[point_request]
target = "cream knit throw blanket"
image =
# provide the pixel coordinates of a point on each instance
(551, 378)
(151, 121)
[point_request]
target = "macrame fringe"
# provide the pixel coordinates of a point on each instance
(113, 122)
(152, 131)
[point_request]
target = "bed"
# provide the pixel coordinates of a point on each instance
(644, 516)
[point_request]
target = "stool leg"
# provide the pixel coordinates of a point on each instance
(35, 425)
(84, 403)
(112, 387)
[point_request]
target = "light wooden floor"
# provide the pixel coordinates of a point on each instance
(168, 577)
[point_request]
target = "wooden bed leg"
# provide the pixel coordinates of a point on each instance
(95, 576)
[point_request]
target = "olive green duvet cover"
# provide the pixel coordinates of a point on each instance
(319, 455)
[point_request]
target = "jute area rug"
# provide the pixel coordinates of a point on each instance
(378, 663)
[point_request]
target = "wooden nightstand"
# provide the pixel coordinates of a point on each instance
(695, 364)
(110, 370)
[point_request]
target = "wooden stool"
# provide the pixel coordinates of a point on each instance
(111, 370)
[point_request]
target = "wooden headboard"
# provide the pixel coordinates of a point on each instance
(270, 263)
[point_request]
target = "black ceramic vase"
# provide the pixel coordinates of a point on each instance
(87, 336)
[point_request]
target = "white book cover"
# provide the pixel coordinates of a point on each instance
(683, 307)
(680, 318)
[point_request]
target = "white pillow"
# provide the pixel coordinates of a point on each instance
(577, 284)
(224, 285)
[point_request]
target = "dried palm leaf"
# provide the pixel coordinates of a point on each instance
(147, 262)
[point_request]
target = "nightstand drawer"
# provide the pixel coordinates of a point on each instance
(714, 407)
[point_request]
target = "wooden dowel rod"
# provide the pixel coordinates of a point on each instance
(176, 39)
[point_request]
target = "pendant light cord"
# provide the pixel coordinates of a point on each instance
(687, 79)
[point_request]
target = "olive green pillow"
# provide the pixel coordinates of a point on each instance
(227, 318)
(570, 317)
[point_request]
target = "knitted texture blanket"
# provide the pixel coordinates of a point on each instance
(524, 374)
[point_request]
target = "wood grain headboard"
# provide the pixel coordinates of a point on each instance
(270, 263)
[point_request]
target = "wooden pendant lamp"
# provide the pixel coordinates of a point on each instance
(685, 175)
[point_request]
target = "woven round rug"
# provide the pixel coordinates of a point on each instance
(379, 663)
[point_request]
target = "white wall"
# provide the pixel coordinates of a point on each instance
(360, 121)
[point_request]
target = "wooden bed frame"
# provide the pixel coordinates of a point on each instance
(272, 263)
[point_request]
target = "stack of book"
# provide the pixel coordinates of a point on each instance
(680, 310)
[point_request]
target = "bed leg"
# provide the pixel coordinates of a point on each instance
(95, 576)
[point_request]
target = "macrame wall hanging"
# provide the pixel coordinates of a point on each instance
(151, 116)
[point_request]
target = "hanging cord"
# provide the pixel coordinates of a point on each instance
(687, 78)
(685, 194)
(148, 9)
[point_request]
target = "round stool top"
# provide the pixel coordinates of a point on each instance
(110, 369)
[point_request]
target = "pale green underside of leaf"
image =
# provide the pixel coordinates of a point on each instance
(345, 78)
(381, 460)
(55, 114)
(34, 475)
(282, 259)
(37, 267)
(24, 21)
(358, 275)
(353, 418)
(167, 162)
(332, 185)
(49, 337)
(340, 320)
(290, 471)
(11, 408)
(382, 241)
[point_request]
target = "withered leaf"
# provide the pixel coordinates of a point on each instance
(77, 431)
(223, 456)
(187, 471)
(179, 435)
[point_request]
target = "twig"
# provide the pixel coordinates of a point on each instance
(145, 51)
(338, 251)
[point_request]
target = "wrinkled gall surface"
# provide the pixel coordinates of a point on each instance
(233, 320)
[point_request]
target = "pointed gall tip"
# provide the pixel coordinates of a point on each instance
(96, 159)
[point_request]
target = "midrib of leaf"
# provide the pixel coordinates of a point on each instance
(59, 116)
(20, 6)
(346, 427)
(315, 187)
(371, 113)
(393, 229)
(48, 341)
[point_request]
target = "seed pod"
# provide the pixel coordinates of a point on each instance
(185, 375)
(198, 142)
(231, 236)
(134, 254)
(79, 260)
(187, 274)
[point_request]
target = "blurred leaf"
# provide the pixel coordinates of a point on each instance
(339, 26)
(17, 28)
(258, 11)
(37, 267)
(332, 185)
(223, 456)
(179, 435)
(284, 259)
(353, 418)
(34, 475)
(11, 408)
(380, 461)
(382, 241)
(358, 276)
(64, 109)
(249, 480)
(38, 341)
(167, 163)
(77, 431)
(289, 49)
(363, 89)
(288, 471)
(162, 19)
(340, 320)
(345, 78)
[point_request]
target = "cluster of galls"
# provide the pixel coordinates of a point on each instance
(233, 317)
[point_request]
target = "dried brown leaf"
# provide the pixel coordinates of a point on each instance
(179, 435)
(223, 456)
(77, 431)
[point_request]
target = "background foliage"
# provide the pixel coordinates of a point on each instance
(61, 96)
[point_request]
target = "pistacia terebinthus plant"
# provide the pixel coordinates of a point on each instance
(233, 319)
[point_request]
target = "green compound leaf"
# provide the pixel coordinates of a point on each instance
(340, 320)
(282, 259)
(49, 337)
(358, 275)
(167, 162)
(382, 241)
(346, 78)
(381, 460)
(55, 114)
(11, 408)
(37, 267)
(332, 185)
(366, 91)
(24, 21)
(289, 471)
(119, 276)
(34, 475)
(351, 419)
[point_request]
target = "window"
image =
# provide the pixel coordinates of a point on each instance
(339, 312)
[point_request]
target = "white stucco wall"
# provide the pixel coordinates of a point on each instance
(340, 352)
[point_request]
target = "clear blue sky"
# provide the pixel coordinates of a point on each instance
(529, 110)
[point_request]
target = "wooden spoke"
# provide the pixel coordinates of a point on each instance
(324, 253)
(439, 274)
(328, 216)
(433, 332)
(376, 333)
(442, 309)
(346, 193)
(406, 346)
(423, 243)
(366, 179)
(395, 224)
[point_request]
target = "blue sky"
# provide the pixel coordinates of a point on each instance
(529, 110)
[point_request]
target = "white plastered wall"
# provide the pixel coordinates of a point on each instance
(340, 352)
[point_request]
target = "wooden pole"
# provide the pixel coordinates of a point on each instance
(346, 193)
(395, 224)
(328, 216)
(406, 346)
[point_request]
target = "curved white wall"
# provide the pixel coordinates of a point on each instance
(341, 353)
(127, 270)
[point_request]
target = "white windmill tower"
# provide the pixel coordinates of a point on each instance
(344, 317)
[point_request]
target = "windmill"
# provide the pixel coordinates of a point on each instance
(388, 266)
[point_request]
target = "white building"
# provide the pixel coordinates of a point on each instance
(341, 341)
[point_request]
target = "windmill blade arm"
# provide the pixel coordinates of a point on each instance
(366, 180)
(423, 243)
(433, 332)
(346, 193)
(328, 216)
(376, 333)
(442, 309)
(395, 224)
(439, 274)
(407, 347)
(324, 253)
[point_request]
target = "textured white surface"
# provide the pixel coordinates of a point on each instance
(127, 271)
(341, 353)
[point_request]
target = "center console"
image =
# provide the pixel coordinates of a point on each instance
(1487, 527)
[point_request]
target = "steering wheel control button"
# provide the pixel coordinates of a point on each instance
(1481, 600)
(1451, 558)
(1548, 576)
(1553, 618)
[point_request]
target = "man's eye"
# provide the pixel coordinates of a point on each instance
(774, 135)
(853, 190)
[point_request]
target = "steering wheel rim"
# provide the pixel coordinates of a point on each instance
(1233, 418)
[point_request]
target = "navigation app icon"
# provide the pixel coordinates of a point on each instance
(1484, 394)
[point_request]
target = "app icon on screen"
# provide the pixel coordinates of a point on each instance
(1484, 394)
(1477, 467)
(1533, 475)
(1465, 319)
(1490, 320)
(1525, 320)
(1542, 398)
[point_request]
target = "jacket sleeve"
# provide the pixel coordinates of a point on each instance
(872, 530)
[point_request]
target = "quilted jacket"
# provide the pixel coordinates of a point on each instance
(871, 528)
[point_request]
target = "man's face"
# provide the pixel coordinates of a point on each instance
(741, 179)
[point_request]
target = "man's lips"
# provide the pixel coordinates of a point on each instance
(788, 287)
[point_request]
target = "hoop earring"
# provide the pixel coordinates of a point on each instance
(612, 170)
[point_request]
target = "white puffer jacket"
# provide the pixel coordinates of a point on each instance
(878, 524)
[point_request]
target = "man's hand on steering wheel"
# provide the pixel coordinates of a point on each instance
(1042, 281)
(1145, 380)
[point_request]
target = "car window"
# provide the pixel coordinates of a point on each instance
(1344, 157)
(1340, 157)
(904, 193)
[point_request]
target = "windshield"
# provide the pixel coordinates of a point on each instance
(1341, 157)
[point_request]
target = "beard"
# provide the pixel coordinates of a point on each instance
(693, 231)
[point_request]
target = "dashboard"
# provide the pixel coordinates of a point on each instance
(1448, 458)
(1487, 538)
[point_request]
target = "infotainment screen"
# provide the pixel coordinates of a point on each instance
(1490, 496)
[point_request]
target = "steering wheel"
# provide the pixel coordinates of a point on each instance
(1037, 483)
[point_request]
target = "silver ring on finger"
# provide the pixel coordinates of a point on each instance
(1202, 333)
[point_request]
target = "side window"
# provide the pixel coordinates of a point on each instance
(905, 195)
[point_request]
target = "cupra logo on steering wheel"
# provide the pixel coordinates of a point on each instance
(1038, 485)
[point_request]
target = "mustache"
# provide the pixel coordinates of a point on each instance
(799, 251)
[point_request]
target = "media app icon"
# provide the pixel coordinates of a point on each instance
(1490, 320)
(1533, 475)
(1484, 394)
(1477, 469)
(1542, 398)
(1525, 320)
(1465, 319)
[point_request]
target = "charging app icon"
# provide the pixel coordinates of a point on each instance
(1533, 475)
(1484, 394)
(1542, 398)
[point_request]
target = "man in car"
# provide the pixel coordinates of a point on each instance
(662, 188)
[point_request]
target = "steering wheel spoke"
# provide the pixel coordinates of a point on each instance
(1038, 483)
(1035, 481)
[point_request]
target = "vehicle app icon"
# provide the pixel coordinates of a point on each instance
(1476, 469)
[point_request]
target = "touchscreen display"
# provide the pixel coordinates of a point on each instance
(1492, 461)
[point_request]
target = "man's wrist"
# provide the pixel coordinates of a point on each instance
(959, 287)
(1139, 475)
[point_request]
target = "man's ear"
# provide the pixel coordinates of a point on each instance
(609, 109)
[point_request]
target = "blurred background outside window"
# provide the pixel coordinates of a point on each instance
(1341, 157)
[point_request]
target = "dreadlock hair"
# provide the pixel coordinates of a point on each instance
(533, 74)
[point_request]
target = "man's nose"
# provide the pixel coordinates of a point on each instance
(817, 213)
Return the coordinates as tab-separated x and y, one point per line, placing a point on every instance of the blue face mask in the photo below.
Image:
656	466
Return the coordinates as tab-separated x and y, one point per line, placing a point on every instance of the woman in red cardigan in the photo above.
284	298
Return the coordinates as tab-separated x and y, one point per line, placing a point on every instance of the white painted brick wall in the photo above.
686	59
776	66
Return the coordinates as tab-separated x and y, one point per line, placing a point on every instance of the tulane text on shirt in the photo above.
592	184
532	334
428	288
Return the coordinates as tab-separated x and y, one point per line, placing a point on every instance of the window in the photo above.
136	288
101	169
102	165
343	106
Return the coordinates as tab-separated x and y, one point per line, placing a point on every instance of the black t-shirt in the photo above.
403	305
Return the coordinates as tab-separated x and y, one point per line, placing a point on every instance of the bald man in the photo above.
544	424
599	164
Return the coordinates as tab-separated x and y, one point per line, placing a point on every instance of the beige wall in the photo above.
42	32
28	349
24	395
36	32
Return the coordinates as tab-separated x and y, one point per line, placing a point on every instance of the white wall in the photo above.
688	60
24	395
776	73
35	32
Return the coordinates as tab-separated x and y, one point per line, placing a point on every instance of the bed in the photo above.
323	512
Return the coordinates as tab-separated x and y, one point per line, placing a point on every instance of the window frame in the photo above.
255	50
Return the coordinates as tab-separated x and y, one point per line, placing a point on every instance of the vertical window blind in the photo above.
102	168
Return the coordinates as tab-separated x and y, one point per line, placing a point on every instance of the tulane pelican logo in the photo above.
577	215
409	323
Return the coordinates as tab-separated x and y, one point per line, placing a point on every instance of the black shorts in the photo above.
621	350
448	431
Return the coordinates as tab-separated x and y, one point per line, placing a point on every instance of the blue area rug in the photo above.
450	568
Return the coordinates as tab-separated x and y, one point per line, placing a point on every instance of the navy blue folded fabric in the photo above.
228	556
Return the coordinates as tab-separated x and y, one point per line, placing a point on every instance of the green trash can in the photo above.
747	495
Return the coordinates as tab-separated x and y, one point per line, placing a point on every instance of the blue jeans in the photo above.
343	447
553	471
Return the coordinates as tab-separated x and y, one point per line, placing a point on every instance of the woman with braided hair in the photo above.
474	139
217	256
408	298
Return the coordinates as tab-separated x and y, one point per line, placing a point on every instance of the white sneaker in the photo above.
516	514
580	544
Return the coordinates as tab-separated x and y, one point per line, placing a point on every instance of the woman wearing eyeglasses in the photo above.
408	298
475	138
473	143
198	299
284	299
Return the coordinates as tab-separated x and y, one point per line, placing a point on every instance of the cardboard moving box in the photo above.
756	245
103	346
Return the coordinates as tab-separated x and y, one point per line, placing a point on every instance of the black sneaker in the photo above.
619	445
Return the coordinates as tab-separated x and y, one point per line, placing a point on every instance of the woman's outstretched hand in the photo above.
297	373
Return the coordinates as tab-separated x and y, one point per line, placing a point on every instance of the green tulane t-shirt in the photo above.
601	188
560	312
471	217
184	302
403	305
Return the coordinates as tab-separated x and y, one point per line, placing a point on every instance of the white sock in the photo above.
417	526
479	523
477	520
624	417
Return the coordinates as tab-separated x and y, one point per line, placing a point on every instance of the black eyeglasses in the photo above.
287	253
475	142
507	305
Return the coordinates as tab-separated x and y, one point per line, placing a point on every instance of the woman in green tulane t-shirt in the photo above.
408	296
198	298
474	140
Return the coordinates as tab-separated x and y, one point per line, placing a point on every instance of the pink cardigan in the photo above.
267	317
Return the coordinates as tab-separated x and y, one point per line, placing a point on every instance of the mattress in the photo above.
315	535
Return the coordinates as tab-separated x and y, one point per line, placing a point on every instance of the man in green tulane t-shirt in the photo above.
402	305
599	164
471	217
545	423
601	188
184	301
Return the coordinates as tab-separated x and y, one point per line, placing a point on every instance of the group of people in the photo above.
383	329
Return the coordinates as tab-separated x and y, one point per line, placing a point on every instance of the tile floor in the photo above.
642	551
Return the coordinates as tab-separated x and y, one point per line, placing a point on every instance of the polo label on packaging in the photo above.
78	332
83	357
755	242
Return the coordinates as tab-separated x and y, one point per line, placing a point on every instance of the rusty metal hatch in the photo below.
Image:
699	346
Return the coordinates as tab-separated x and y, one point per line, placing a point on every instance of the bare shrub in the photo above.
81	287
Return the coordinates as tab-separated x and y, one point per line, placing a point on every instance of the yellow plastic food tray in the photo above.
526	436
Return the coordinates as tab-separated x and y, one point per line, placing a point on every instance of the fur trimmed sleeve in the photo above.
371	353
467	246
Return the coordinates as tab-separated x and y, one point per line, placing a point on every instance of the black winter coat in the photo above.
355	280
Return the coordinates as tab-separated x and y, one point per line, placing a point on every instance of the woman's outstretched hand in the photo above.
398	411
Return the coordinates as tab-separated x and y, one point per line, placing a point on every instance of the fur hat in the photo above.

☆ ☆ ☆

THE PROBLEM: Among the lines above, count those containing "nightstand" and give only that count.

ANSWER BOX: 2